Return exactly the lines from the one containing "the grassy meadow" through the last line of the records below, both included, and leave out any pictures.

━━━━━━━━

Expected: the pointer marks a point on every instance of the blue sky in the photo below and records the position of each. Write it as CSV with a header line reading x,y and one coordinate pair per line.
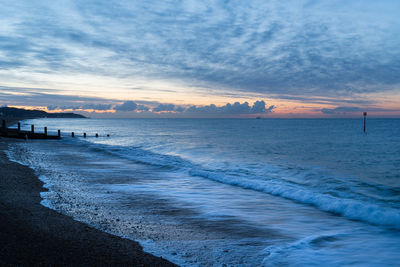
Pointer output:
x,y
300,57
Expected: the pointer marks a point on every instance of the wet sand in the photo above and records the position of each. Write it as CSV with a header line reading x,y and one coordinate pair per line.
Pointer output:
x,y
32,235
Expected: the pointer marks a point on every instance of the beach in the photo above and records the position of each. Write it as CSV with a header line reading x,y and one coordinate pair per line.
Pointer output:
x,y
33,235
203,193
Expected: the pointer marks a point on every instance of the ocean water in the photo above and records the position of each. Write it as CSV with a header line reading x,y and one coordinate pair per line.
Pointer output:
x,y
230,192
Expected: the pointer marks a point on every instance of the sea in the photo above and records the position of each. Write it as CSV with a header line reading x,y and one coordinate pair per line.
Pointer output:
x,y
229,192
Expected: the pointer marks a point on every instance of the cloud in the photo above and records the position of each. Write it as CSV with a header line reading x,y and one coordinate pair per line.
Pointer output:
x,y
164,107
235,108
126,106
340,110
311,48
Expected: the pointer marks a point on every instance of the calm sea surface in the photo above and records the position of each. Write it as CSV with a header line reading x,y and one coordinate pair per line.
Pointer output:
x,y
242,192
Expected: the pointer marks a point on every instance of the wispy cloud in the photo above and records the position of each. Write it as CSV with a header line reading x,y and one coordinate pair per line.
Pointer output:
x,y
307,48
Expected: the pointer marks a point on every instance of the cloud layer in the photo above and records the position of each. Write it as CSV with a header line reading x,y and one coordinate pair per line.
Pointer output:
x,y
308,48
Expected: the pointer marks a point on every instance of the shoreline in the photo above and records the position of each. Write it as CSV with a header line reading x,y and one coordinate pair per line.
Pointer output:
x,y
32,234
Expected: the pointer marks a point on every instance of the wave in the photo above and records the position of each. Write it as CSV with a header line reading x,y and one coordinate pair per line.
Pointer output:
x,y
363,210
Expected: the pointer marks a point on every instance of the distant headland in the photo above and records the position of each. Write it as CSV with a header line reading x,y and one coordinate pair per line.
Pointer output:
x,y
8,112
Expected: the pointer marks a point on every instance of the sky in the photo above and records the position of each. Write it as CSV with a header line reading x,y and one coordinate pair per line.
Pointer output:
x,y
250,58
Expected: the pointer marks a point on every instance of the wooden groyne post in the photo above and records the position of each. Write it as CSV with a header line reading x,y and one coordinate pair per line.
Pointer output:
x,y
365,122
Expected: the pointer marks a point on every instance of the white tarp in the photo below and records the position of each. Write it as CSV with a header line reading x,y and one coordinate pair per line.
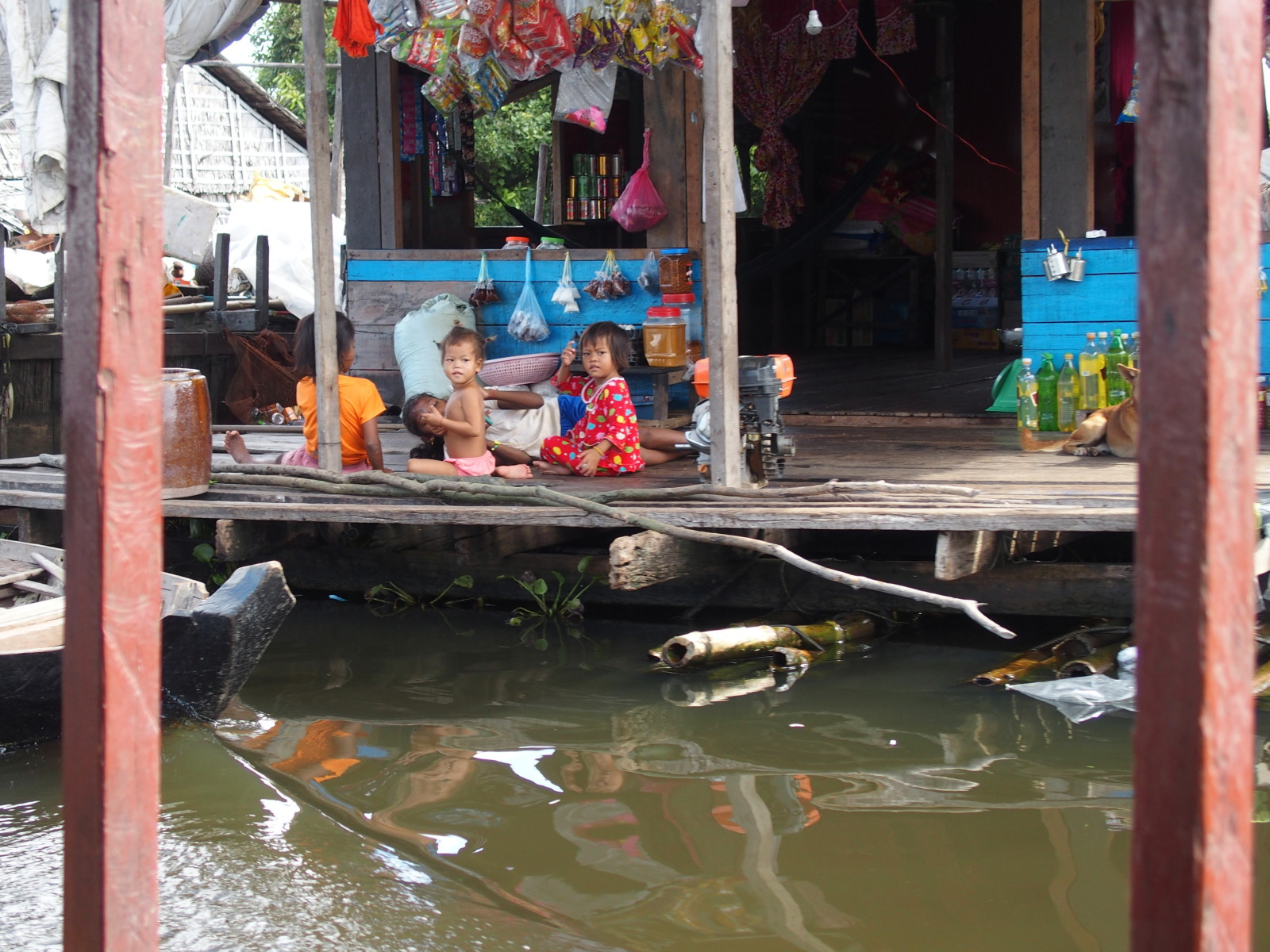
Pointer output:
x,y
36,37
291,262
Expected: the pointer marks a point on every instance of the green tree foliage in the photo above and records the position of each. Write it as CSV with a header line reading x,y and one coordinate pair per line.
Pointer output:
x,y
507,155
277,38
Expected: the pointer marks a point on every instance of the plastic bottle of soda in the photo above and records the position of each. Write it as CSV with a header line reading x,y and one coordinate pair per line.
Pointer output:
x,y
1091,374
1047,395
1103,367
1118,387
1068,395
1026,386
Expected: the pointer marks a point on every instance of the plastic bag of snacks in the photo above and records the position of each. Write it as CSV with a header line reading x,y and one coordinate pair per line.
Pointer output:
x,y
649,277
527,323
543,29
431,50
484,291
567,292
609,281
639,206
586,97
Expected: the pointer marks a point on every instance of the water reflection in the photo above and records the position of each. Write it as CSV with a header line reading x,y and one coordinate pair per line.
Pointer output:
x,y
876,805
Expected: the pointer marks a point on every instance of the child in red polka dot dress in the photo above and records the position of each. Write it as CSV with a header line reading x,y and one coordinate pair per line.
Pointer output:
x,y
605,442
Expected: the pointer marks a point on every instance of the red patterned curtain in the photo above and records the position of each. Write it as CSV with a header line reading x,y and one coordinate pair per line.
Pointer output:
x,y
778,67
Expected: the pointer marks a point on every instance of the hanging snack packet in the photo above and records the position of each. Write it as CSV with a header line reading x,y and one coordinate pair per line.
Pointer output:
x,y
431,50
484,291
619,283
527,323
543,29
649,278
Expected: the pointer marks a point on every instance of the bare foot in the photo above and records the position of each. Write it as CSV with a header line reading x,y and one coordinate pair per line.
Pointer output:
x,y
552,469
237,448
514,473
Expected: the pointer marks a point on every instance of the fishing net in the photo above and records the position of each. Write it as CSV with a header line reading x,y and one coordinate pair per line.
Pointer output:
x,y
264,376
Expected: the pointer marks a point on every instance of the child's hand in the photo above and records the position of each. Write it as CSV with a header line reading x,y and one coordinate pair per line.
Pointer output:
x,y
433,420
588,465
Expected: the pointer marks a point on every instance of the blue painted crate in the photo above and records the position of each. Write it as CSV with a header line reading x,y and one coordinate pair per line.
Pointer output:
x,y
1057,314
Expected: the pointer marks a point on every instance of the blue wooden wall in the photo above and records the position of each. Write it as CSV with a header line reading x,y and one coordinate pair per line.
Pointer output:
x,y
384,286
1057,314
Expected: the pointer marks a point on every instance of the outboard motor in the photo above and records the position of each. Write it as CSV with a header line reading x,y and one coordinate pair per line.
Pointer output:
x,y
762,382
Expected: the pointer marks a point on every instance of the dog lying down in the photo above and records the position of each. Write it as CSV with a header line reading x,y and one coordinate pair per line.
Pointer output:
x,y
1110,431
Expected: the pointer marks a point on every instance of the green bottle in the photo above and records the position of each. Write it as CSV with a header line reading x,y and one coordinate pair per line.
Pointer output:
x,y
1026,386
1068,393
1047,393
1118,389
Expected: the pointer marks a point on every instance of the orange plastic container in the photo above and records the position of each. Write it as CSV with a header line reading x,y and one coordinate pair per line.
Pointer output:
x,y
784,372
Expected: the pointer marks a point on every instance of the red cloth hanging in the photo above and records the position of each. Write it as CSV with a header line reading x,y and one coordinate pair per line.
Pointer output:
x,y
355,29
775,74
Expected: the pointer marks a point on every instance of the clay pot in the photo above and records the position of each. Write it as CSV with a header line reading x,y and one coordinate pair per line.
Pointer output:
x,y
187,433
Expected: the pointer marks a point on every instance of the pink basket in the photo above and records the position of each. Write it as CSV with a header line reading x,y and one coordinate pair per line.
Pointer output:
x,y
521,370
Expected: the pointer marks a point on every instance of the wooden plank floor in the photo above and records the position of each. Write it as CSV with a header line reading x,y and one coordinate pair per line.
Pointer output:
x,y
1015,490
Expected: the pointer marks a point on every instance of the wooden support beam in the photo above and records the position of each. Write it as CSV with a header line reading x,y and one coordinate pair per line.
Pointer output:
x,y
1030,120
721,249
649,558
1198,150
960,554
112,436
944,211
318,132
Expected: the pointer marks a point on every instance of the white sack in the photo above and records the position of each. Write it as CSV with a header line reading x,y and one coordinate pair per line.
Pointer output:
x,y
291,264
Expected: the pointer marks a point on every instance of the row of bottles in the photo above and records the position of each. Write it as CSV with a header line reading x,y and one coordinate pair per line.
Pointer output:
x,y
1052,399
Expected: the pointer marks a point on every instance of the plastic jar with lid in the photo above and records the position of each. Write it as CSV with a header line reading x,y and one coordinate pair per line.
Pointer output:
x,y
675,271
664,338
691,314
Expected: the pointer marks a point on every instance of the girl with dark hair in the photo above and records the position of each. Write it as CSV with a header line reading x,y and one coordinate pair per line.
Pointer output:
x,y
605,442
360,404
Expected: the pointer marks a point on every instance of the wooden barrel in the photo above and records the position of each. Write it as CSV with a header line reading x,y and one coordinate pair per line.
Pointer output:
x,y
187,433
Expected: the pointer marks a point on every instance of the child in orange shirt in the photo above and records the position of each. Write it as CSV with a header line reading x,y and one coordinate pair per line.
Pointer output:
x,y
360,404
463,353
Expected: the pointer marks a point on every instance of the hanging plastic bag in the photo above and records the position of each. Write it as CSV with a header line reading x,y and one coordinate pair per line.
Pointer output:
x,y
484,291
527,323
567,292
639,206
586,97
649,277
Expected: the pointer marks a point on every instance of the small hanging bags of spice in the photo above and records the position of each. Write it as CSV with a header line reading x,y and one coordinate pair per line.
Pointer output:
x,y
483,292
527,323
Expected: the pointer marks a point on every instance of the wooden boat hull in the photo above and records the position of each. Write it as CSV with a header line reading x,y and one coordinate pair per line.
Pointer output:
x,y
209,651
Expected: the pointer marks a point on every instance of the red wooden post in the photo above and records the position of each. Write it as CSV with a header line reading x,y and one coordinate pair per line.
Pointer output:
x,y
112,431
1198,145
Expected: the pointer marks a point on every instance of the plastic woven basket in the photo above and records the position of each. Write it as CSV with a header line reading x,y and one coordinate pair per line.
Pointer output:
x,y
520,370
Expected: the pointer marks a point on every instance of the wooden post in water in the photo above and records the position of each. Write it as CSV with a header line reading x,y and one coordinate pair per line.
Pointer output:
x,y
112,427
1198,145
721,251
318,132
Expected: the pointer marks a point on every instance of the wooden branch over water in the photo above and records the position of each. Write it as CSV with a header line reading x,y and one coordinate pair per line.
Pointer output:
x,y
460,489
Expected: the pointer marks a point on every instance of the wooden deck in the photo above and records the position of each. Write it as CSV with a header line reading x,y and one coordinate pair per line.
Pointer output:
x,y
1015,490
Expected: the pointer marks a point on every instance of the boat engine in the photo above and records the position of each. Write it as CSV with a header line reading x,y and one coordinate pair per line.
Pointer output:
x,y
762,382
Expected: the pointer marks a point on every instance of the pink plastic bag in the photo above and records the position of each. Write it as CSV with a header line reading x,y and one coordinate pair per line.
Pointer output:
x,y
639,206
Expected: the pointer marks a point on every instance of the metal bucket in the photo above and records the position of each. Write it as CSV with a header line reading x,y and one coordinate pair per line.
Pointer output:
x,y
187,433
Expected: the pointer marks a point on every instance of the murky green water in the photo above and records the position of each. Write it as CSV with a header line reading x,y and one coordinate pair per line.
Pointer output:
x,y
427,784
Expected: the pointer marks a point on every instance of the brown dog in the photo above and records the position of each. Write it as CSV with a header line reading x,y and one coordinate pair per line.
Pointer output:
x,y
1113,429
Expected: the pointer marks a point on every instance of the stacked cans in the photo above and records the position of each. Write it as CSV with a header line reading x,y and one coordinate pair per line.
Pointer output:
x,y
594,187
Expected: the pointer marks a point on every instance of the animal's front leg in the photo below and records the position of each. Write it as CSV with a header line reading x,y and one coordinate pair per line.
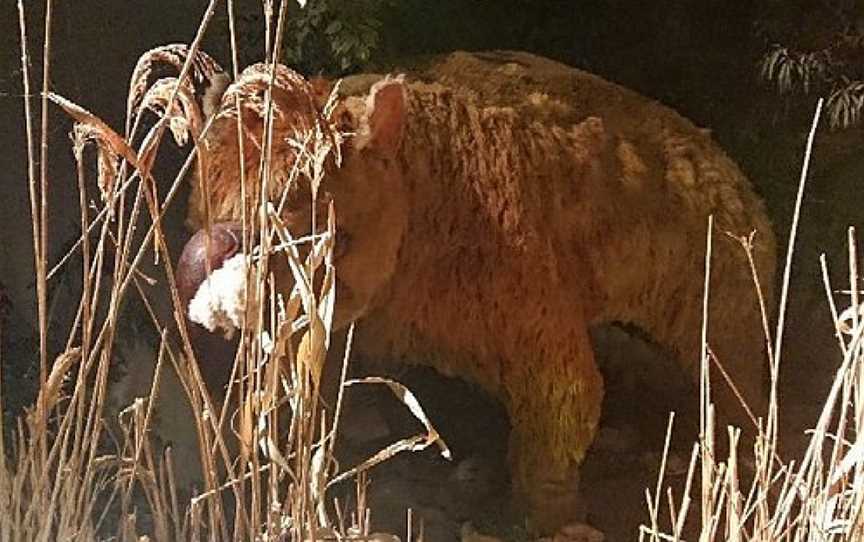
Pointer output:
x,y
554,404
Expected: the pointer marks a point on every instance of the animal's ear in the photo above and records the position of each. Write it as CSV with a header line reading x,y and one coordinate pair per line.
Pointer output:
x,y
384,119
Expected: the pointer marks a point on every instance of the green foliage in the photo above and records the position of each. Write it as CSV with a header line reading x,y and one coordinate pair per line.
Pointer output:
x,y
818,60
322,36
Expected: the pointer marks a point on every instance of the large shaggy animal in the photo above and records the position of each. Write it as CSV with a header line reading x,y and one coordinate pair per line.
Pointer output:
x,y
496,206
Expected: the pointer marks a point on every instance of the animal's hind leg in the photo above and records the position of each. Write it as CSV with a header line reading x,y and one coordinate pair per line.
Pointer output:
x,y
554,400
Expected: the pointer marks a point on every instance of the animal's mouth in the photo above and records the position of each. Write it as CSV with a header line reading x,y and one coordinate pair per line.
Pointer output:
x,y
218,303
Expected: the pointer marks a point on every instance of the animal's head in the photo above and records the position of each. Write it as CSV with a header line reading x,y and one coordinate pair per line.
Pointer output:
x,y
344,150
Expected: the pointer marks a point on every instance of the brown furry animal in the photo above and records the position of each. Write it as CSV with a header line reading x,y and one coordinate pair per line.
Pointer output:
x,y
496,206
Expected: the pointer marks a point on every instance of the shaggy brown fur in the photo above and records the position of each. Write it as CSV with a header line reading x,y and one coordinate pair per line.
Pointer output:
x,y
502,205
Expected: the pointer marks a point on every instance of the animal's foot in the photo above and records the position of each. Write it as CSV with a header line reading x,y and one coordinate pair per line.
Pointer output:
x,y
576,532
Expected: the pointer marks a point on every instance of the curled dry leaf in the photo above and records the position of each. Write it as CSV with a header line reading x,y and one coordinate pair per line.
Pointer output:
x,y
185,115
312,351
204,70
106,138
107,162
49,395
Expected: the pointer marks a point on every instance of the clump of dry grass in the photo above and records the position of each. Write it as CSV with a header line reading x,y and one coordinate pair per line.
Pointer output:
x,y
820,496
266,465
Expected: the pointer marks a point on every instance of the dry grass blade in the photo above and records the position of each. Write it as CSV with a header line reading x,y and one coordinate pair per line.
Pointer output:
x,y
412,444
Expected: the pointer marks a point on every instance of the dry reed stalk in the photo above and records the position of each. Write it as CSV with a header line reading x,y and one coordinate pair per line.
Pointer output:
x,y
820,497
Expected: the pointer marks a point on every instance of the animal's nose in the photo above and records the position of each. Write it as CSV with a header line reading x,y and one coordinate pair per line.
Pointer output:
x,y
203,253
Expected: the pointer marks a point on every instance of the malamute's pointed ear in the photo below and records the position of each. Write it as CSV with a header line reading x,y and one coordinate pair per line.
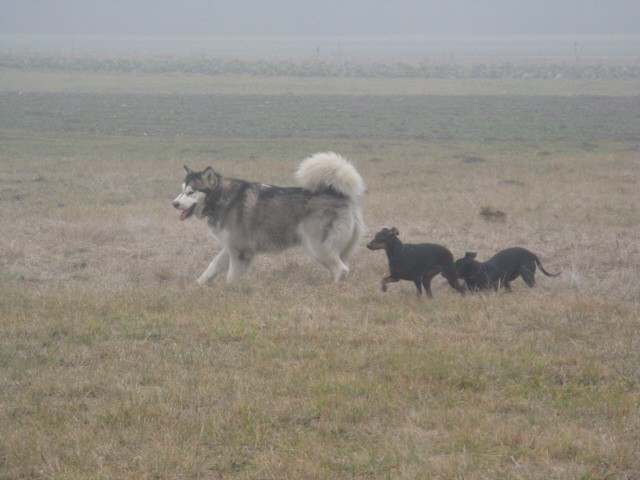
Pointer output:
x,y
210,177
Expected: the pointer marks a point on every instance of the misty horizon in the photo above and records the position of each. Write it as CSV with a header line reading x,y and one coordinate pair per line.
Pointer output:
x,y
291,18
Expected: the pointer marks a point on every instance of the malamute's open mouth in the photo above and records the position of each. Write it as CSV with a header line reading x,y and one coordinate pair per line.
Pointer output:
x,y
188,212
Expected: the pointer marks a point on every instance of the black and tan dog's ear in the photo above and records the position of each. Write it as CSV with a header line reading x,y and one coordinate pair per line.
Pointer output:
x,y
210,177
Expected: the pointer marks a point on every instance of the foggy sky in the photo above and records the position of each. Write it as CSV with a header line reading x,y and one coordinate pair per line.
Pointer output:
x,y
319,17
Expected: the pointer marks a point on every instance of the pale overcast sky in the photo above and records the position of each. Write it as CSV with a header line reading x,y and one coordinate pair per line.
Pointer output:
x,y
320,17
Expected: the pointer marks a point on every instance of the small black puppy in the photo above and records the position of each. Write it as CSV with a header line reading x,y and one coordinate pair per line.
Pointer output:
x,y
416,262
504,267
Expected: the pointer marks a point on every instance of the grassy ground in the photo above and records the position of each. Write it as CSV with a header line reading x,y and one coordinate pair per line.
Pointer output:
x,y
113,364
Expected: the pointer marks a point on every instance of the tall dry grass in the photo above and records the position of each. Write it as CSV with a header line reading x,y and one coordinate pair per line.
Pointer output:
x,y
115,365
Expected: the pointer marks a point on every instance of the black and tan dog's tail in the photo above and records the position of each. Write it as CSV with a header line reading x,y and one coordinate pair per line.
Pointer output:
x,y
543,270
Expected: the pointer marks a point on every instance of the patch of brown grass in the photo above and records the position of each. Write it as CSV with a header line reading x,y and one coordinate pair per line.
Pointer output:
x,y
113,364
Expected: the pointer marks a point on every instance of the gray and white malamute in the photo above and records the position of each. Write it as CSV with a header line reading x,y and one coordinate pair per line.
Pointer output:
x,y
324,215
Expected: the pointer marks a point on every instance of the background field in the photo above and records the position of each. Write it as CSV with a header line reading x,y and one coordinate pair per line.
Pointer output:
x,y
113,364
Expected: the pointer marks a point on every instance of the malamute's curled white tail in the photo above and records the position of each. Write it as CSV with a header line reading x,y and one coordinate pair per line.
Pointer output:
x,y
330,170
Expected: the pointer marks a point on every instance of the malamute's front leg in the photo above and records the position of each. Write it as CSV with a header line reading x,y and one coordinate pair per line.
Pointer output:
x,y
219,264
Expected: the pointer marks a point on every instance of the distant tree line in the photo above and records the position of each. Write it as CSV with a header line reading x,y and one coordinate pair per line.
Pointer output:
x,y
204,66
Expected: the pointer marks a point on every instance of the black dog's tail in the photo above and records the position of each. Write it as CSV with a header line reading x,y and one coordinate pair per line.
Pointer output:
x,y
544,271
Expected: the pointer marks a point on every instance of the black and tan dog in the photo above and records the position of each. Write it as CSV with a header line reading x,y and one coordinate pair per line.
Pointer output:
x,y
504,267
418,262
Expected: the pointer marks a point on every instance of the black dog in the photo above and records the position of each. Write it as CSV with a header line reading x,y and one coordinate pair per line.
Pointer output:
x,y
416,262
499,270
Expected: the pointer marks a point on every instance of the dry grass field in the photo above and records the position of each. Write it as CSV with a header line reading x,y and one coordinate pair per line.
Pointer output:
x,y
114,364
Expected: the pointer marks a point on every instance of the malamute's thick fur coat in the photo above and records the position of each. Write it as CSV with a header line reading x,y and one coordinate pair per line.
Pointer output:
x,y
324,215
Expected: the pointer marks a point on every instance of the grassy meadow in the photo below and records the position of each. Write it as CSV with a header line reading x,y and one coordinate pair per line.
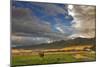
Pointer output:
x,y
52,58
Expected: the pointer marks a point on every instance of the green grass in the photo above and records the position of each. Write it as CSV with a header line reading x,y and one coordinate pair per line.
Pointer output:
x,y
49,59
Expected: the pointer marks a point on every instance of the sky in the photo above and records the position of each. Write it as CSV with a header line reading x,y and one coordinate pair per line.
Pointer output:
x,y
35,23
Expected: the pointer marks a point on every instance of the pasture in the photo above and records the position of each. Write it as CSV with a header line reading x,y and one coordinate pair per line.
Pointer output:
x,y
52,58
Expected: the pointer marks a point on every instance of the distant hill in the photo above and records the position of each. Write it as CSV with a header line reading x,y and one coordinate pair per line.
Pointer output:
x,y
62,43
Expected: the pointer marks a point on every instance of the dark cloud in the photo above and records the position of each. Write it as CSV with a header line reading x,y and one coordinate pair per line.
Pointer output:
x,y
23,21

━━━━━━━━

◆ CORRECT ANSWER ◆
Expected: the pointer marks a point on every instance of the grassy meadow in the photo below and records the position of each. Write it as CSV with a header line reading x,y and one coordinate pair per line.
Pointer output:
x,y
52,58
Expected: the pointer marks a point on every instance of the green grass in the photo above and records the position of each. Write it as CSV with a header line reading x,y and one coordinate pair per line.
Pointer output:
x,y
49,59
Expected: the pointer marks a point on every instance of the sky in the photo above and records the position of each. Write it as CSV with a header line reading x,y and one coordinate pair per line.
Pointer output:
x,y
35,23
Expected: the pointer marks a point on every instance of the pasture in the photo above and records the position of each. Write it as CSV with a header line reading x,y and one coordinate pair per line.
Pointer output:
x,y
52,58
Expected: the pointer marks a point on every instance of the distant hill in the photo above and records the position of each. Write it as CSV with a header line reading x,y and one coordinate pair per line.
Pointer output:
x,y
62,43
Expected: the pointer marks a point on every instance of the dark cloud in the photo above and records the position of each. Write it as CSV with a header line reading x,y and one coordinate pair per line.
Pointer output:
x,y
23,21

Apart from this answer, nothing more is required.